- Opening Delimiter -

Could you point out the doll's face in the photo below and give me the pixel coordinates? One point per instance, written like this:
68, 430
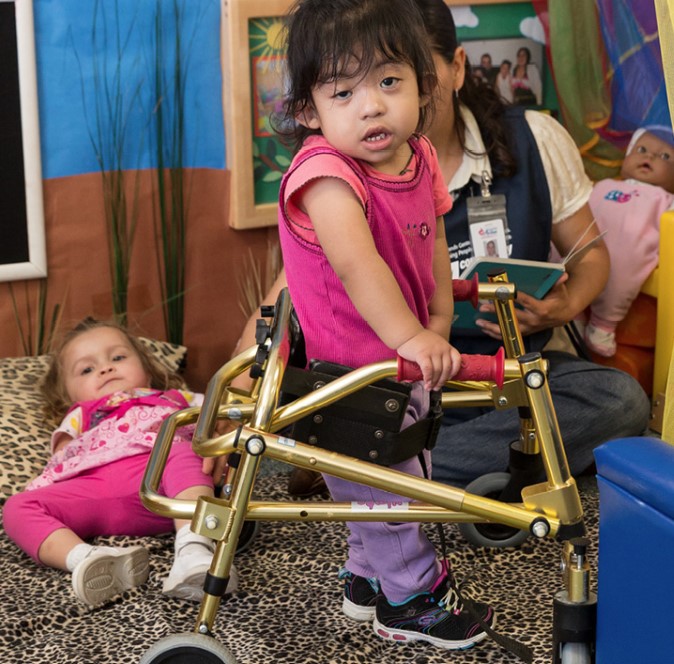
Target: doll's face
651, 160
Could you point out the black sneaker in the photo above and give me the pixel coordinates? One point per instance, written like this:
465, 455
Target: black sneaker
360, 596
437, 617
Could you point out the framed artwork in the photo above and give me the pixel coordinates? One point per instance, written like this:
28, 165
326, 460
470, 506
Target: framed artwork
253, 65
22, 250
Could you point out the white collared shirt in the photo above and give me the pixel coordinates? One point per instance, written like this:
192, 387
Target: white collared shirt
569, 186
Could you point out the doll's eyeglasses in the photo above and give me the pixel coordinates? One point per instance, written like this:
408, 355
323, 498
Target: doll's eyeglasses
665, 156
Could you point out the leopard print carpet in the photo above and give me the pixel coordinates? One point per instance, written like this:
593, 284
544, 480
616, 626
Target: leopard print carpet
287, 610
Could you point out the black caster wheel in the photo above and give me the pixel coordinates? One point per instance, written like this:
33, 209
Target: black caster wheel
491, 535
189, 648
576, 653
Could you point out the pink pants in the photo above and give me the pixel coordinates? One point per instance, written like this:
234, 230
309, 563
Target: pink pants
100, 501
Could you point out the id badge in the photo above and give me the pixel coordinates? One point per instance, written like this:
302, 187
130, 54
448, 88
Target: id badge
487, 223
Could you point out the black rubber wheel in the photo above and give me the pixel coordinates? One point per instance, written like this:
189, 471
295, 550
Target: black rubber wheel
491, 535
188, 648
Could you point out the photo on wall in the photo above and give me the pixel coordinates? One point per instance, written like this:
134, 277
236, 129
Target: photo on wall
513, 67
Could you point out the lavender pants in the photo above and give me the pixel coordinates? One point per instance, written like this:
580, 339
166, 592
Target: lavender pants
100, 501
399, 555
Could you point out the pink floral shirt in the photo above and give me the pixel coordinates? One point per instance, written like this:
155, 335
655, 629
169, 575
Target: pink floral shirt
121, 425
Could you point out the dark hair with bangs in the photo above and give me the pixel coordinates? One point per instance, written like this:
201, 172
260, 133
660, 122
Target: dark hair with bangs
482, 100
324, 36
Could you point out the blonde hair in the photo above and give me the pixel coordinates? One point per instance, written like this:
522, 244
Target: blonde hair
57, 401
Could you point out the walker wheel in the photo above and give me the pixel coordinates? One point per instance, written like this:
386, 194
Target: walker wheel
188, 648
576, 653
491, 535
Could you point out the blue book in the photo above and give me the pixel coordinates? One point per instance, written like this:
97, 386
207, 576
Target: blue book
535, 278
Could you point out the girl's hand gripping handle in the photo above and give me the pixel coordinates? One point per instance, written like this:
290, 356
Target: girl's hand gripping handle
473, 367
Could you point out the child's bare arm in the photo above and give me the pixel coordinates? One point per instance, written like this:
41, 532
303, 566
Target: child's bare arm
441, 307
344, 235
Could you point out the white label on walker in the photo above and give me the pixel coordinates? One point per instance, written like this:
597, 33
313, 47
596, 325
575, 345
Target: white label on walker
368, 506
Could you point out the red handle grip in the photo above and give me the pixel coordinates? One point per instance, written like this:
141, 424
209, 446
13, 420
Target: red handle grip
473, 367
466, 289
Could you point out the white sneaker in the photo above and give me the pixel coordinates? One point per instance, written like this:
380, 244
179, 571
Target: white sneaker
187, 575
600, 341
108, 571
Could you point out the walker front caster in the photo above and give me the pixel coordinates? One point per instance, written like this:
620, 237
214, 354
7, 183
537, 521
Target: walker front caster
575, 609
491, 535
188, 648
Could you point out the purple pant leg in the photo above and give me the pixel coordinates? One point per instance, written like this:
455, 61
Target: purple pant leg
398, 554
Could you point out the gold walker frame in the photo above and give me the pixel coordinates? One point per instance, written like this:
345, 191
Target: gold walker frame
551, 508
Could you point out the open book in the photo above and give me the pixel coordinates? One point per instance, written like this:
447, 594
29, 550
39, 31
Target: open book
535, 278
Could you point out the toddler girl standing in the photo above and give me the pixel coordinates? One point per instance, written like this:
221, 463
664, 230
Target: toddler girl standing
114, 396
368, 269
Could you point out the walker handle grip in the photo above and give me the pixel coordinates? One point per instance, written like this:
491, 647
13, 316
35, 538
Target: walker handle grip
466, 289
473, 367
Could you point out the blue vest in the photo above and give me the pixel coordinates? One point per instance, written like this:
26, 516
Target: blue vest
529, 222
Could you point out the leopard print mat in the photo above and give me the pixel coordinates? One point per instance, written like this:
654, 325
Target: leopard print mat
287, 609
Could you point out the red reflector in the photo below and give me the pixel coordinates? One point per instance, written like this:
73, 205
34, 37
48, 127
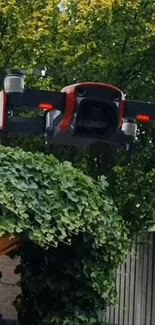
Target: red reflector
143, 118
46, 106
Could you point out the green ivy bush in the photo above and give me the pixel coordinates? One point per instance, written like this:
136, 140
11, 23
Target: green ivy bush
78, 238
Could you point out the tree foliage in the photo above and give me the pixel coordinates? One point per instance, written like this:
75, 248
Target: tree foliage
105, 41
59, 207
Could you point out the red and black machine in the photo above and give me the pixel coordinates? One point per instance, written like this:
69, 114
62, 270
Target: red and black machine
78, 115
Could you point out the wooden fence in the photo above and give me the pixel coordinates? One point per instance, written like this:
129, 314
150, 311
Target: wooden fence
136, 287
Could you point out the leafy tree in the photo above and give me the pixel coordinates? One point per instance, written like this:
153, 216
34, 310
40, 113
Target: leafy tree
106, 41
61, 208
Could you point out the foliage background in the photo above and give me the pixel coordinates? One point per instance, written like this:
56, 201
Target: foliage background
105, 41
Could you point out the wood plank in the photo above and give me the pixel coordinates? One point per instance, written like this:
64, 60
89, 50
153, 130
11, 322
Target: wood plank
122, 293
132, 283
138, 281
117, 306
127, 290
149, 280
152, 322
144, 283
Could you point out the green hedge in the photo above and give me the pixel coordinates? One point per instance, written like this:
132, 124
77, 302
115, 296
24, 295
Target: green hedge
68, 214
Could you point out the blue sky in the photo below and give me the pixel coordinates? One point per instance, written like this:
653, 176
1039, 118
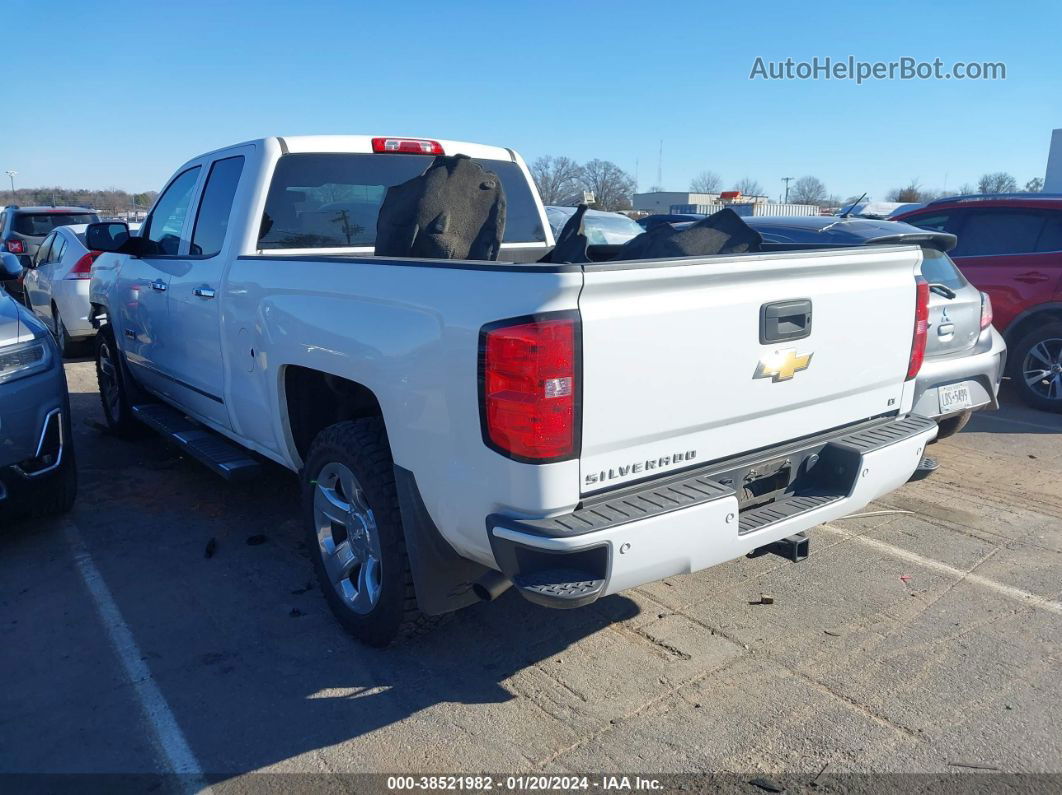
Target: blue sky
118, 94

- Closing Delimiter -

I would like the data copied exactly as it stands, with no pictures included.

Could you point out the doll's face in the photo below and give me the pixel coordinates? One point per instance, written like this:
68, 430
Target: doll's face
651, 160
Could you point out the black sneaker in the photo above and give me the pixel coordinates? One point per instance, written like this:
465, 455
Target: black sneaker
360, 596
437, 617
Could you point out the framed artwork in the photo above and give me the pixel coordinates? One point per instance, written like this:
28, 165
326, 460
470, 506
Target: framed artwork
253, 65
22, 250
Could you point out the white collared shirt in the photo above and give me the pixel coordinates? One point per instance, written like this:
192, 387
Target: white collared shirt
569, 186
Could you point out the doll's eyeglasses in the photo above and give me the pixel coordinates? One point per instance, written like this:
408, 355
323, 498
Target: doll's eyeglasses
665, 156
Could you point out the leopard print carpet in the photo above and give me the pixel coordinates? One point per instance, written like this:
593, 284
544, 480
616, 626
Target: leopard print carpet
287, 610
Could you point out the black caster wheel in the photo above and give me the pixel coordinates? One point per instance, written like this:
33, 209
Target: black caster wheel
491, 535
189, 648
576, 653
Could you point out the pink pants in the photo above and give me the pixel coordinates? One point per instance, written like this:
234, 230
309, 563
Target: pink pants
100, 501
Could you point out the id badge in the photo above and give me the pixel coordinates? One point per instance, written like this:
302, 187
130, 54
448, 88
Target: id badge
487, 223
Could you point out the black rubber wheel in the photo above and give me the pixel coordinates? One point per instance, written like this:
189, 471
295, 550
Target: black rubber wheel
491, 535
188, 648
Could you point out the photo on wall in the photo above and give me the pixel coordinates? One point per instance, written like this:
134, 277
236, 129
Target: photo on wall
513, 67
Could you point out the lavender pants in the photo above and give me the pixel coordinates? One point per instance, written like this:
580, 339
166, 592
Target: lavender pants
100, 501
399, 555
Could you point out the pink floral shirt in the photo above and give me the pixel coordinates? One point per instance, written like this:
155, 335
655, 629
169, 575
Target: pink floral shirt
121, 425
Could you point out the dark hair with bangs in the photo above and give me the pixel coordinates? One point per instance, written like this:
201, 172
260, 133
660, 122
Target: dark hair with bangs
482, 100
324, 36
Could you point out the blonde hair in the photo above and give me the pixel coordinates? One point per instance, written like this:
522, 244
Target: blonde hair
57, 401
Could you point out the walker wheel in the photo above and give me the pixel coordinates? One point per instance, written like this:
386, 194
Target: walker wheel
188, 648
576, 653
491, 535
Could you point out the blue book in the photo above and give me the pixel coordinates? One point per instance, written like this:
97, 386
207, 576
Target: blue book
535, 278
Could you point out the girl's hand gripping handle in the photo above and give me the pixel coordinates? One point per instance, written like this:
290, 356
Target: girl's hand gripping handle
473, 367
Could you point out the child's bare arm in the photo above and give me the pixel coordinates? One point per instance, written like this:
41, 532
303, 566
Target: child's bare arm
441, 307
344, 235
Could you point out the white label on walker in the photo above and give me the pixel coordinates? One point per instance, written like this:
597, 33
313, 47
596, 325
575, 345
Target: white label on walker
368, 506
Could you point out the red handle grip in the photo above and give me the pixel coordinates? One point per instance, written like this:
141, 424
209, 446
13, 420
Target: red handle grip
473, 367
466, 289
Could you point out the white sneaker in the photo above and give me the pixel coordinates? One point per instance, written like this:
380, 244
179, 571
Target: white sneaker
187, 575
600, 341
108, 571
Could you point out the walker front caster in the photo above and give me the pixel coordinates? One point per instance, written like this:
620, 237
214, 354
7, 183
537, 521
Target: walker front caster
575, 609
491, 535
188, 648
Could you point out the purple pant leg in the photo above and give me the pixel coordinates? One point per instance, written like this:
455, 61
Target: purple pant leg
398, 554
Could you point out the gold walker frame in the photo above and give me the pixel coordinates? One point per instance, written like this:
345, 191
Target: gold walker frame
551, 508
Could you point out the open book in the photo above and give me the pixel coordinates? One point per instance, written like this:
447, 594
29, 550
39, 31
Target: open book
535, 278
Could you point out the toddler girl standing in the photo above and give me the pixel coordinates? One point per instance, written like this:
221, 463
664, 230
Target: toddler girl standing
114, 396
368, 269
Could you point out the walker handle grip in the photo above and give me the pixel coordinates? One point per instance, written like this:
491, 647
13, 316
35, 538
Target: walker handle grip
466, 289
473, 367
Could you point out the blue vest in the photo above and give me the pixel coordinates? One point per instance, written like this:
26, 516
Target: blue vest
529, 222
Could you point out the leopard print mat in the photo above and give me the pixel coordinates? One point per instance, written like this:
654, 325
Target: leopard print mat
287, 609
Could you point out the red reflector in the photo below and give me the pixel coordinates? One point per instance, written like this:
73, 205
34, 37
48, 127
Target: red reflector
143, 118
46, 106
Could you point out the green ivy bush in the photo above and give me the pixel coordinates? One point per instance, written like this:
136, 140
11, 23
Target: green ivy bush
78, 238
Could you point out the tree foliage in the photo above and give me the pixel coordinates? One point per instance, written like this:
75, 248
Target: tree foliage
105, 41
59, 207
Could you point out the red and black machine in the photo above and give me the pixel coordinates? One point per instance, written like this:
69, 114
62, 270
Target: red and black machine
78, 115
Could you point out the wooden fence in the photo above and give me the pixel coordinates? One point per instance, written like this:
129, 314
150, 311
Target: wooden fence
136, 287
Could you point out the leafy tree in the photo above and give me the pixel coordinates? One point per instance, written like this:
153, 216
34, 310
40, 113
Target: leafy tree
106, 41
61, 208
Could you point out the foliage background in the photo above and give me the pixel coordinates? One point per instance, written like this:
56, 201
Target: foliage background
105, 41
Could you point out the wood plank in the photo above and give me the pixel coordinates? One point per instance, written like this:
64, 60
89, 50
153, 130
11, 322
Target: wood plank
122, 293
132, 283
138, 281
117, 306
127, 290
149, 280
152, 322
144, 283
Could you point out the green hedge in the photo above and give me the pixel coordinates? One point per instance, written like this:
132, 124
77, 302
115, 296
24, 295
Target: green hedge
68, 214
Could you point out the blue sky in the photo below and give me the pixel coordinates? One point per instance, written like this:
653, 176
1039, 118
Target: blue sky
118, 94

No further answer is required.